La sconfitta fa parte della vita e così anche dello sport. A volte le delusioni sono macigni da deglutire in un tempo che sembra troppo stretto. La chiave però è guardarsi dentro, ammettere gli errori, confrontarsi per capire come affrontarli per cambiare. Non solo attraverso quelle che possono essere definite scorciatoie lecite, come nello sport può essere il mercato, ma anche imparando a guardare in faccia la realtà , anche se amara. La Dinamo Sassari è uscita sconfitta dal match che poteva dare un altro senso alla propria stagione in Basketball Champions League. La sconfitta non è un imprevisto, ma può avere diverse forme. Quella contro Ludwigsburg per Sassari ha avuto la forma peggiore, con il pubblico che forse per la prima volta ha deciso in maniera netta di far capire il proprio malcontento.

-------

* [Elenco dei compiti]
1. Riassuma in due frasi il brano sulla Dinamo Sassari.
2. Riporti dal brano sulla Dinamo Sassari il passo che va da "La sconfitta fa" a "il proprio malcontento.".

-------

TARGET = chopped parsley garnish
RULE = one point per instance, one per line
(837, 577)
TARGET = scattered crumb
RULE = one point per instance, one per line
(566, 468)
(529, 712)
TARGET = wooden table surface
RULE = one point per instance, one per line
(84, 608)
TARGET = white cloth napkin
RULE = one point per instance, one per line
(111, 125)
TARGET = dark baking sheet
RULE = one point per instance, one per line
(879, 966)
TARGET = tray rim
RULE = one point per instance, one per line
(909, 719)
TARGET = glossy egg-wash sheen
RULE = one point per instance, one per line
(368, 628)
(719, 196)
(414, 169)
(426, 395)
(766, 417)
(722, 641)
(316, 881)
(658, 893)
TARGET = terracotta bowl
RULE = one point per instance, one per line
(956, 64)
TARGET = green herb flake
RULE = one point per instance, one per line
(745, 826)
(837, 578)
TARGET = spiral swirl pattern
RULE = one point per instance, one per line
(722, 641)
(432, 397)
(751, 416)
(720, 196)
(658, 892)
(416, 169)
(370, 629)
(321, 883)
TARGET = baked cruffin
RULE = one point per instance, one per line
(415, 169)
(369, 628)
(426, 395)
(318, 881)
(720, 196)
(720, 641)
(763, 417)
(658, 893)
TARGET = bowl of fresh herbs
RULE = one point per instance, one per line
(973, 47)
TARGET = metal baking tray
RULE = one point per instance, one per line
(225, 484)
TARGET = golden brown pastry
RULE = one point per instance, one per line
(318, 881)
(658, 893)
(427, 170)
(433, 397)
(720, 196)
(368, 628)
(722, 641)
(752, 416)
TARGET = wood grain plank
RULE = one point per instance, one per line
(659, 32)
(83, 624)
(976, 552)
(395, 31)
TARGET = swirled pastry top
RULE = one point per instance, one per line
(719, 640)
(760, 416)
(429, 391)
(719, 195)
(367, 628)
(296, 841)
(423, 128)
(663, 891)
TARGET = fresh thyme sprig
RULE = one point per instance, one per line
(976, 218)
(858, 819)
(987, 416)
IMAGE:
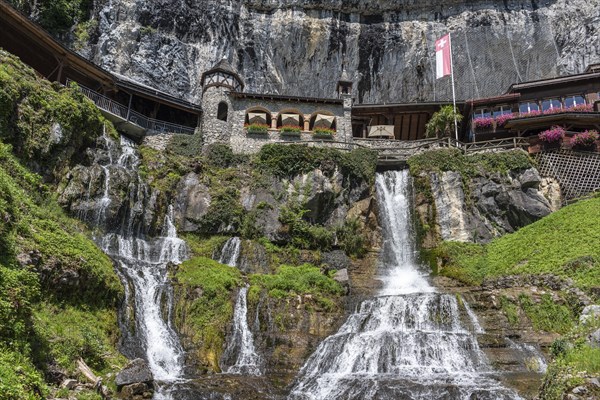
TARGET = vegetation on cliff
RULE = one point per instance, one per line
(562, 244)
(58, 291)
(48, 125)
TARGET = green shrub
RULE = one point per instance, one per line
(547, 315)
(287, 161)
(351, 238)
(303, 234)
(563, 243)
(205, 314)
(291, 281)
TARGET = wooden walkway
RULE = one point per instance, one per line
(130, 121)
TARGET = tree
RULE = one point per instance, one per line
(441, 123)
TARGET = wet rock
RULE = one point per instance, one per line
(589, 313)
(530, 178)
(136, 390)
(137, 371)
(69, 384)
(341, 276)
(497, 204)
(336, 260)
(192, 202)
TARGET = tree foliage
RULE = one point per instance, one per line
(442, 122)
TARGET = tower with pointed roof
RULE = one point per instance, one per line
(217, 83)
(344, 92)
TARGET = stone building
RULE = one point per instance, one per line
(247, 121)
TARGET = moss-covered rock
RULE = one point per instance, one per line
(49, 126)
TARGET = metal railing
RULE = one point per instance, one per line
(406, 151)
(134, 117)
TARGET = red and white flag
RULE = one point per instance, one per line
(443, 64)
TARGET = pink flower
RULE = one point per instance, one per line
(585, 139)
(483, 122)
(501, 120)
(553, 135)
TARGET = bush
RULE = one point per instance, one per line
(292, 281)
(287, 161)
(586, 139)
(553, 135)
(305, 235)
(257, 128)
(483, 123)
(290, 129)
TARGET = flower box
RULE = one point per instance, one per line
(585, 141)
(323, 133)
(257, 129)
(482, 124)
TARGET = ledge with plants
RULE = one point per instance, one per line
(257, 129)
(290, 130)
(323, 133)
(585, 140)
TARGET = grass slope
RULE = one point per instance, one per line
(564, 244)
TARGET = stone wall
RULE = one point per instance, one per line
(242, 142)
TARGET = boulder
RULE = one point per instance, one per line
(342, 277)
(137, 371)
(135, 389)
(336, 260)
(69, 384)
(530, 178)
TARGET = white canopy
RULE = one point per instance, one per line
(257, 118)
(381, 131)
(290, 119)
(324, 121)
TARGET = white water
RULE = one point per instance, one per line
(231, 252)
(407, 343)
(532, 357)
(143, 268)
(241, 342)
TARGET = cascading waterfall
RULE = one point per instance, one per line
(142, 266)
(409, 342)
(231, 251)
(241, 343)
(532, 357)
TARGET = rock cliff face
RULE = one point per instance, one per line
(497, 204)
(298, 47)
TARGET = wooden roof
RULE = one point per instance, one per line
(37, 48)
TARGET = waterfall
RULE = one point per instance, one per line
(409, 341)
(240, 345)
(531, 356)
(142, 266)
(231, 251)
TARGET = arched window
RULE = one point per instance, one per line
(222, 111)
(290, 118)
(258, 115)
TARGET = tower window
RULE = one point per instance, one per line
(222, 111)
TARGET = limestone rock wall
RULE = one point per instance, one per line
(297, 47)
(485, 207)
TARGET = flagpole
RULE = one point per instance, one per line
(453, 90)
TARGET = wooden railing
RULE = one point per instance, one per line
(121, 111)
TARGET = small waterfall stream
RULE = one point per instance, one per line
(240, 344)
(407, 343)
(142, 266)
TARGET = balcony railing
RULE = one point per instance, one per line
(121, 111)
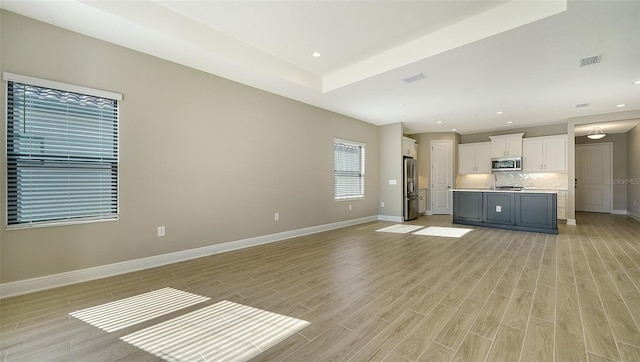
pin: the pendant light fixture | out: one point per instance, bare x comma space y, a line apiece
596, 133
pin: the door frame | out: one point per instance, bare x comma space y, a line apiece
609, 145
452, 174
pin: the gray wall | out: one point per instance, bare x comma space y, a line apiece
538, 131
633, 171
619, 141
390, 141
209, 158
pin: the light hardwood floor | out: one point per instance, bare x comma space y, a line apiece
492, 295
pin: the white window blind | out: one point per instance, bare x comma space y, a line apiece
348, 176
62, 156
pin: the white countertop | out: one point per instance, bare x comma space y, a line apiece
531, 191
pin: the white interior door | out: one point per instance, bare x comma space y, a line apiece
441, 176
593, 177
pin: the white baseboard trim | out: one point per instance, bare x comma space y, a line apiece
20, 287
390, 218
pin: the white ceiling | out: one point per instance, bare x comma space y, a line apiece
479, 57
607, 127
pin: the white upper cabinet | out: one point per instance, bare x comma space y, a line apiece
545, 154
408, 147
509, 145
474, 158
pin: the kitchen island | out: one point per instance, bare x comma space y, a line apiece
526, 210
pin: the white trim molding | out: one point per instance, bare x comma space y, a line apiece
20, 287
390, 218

-------

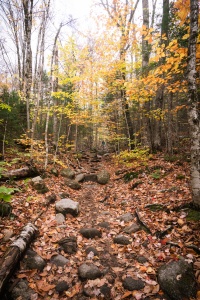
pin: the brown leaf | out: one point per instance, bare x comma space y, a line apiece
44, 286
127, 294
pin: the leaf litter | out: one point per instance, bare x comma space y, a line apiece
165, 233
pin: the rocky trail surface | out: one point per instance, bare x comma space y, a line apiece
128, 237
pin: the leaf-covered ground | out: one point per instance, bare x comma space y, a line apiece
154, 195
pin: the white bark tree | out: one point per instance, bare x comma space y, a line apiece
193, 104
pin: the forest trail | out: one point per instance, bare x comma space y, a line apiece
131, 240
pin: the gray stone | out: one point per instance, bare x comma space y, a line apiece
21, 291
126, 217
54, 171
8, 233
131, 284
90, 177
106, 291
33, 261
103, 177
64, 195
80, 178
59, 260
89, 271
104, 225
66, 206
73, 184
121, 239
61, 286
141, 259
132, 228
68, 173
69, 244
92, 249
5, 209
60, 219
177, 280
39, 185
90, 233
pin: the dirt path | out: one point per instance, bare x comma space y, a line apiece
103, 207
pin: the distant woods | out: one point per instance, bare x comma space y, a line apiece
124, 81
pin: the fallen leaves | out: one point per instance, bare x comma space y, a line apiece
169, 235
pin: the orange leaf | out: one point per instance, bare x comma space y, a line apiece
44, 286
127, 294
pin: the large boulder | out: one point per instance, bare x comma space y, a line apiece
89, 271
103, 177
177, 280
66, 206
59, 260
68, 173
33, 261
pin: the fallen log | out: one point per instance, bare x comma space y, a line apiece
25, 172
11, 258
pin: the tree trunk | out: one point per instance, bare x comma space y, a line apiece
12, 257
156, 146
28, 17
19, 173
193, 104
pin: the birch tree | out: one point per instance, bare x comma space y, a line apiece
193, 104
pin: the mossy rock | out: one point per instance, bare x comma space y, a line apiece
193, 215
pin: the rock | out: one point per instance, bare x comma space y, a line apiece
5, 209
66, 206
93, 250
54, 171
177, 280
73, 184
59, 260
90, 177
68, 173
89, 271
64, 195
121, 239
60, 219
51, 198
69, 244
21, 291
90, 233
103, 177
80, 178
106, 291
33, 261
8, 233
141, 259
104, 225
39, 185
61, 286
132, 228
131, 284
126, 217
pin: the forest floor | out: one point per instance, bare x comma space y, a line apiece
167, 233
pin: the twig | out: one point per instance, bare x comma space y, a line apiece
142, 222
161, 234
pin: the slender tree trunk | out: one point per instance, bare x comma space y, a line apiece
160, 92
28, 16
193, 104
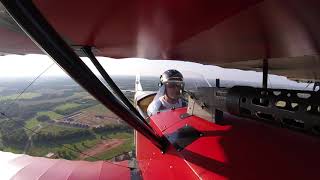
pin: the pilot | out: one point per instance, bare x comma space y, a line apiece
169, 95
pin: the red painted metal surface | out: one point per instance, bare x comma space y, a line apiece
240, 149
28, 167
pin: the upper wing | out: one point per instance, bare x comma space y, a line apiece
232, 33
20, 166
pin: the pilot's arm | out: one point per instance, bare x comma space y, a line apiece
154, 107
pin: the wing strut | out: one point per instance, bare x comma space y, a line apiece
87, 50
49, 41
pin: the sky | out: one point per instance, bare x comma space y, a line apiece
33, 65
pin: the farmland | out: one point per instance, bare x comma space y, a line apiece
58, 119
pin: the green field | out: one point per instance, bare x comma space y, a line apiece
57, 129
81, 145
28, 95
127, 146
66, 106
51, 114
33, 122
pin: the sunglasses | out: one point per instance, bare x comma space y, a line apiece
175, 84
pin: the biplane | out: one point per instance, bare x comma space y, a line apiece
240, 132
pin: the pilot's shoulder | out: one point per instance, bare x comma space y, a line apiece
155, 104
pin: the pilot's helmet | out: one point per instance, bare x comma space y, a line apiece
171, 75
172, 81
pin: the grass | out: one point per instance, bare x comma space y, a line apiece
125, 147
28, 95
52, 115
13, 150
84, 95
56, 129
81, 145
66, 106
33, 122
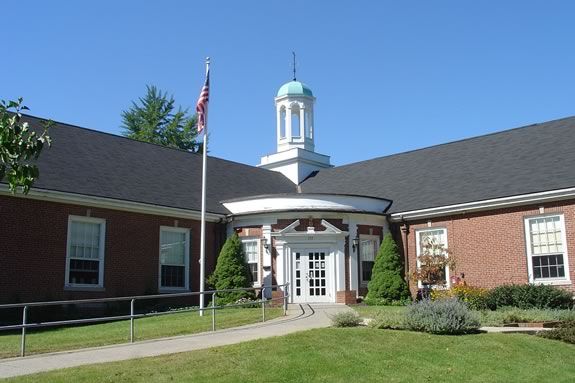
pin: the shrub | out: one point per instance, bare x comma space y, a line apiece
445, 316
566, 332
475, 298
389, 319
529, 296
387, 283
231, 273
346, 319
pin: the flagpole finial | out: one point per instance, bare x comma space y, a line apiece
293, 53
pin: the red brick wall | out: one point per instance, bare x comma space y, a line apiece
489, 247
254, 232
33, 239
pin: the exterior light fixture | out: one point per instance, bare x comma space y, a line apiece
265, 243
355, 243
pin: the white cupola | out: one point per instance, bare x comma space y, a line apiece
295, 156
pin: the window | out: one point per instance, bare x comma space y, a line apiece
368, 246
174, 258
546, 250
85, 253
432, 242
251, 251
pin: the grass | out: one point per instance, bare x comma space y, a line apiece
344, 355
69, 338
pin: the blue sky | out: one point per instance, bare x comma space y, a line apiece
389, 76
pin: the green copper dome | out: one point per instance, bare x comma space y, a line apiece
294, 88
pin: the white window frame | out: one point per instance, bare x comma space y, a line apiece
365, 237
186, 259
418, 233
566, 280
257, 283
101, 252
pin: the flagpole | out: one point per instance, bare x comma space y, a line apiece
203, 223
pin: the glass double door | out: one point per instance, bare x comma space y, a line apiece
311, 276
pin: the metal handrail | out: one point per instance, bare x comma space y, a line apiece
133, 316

-------

* [Risposte per punto]
1. La sconfitta fa parte della vita e dello sport, e la chiave per cambiare è guardarsi dentro, ammettere gli errori e guardare in faccia la realtà, anche se amara. La Dinamo Sassari ha perso contro Ludwigsburg la partita che poteva dare un altro senso alla sua stagione in Basketball Champions League, e il pubblico ha espresso in maniera netta il proprio malcontento.

2.
La sconfitta fa parte della vita e così anche dello sport. A volte le delusioni sono macigni da deglutire in un tempo che sembra troppo stretto. La chiave però è guardarsi dentro, ammettere gli errori, confrontarsi per capire come affrontarli per cambiare. Non solo attraverso quelle che possono essere definite scorciatoie lecite, come nello sport può essere il mercato, ma anche imparando a guardare in faccia la realtà , anche se amara. La Dinamo Sassari è uscita sconfitta dal match che poteva dare un altro senso alla propria stagione in Basketball Champions League. La sconfitta non è un imprevisto, ma può avere diverse forme. Quella contro Ludwigsburg per Sassari ha avuto la forma peggiore, con il pubblico che forse per la prima volta ha deciso in maniera netta di far capire il proprio malcontento.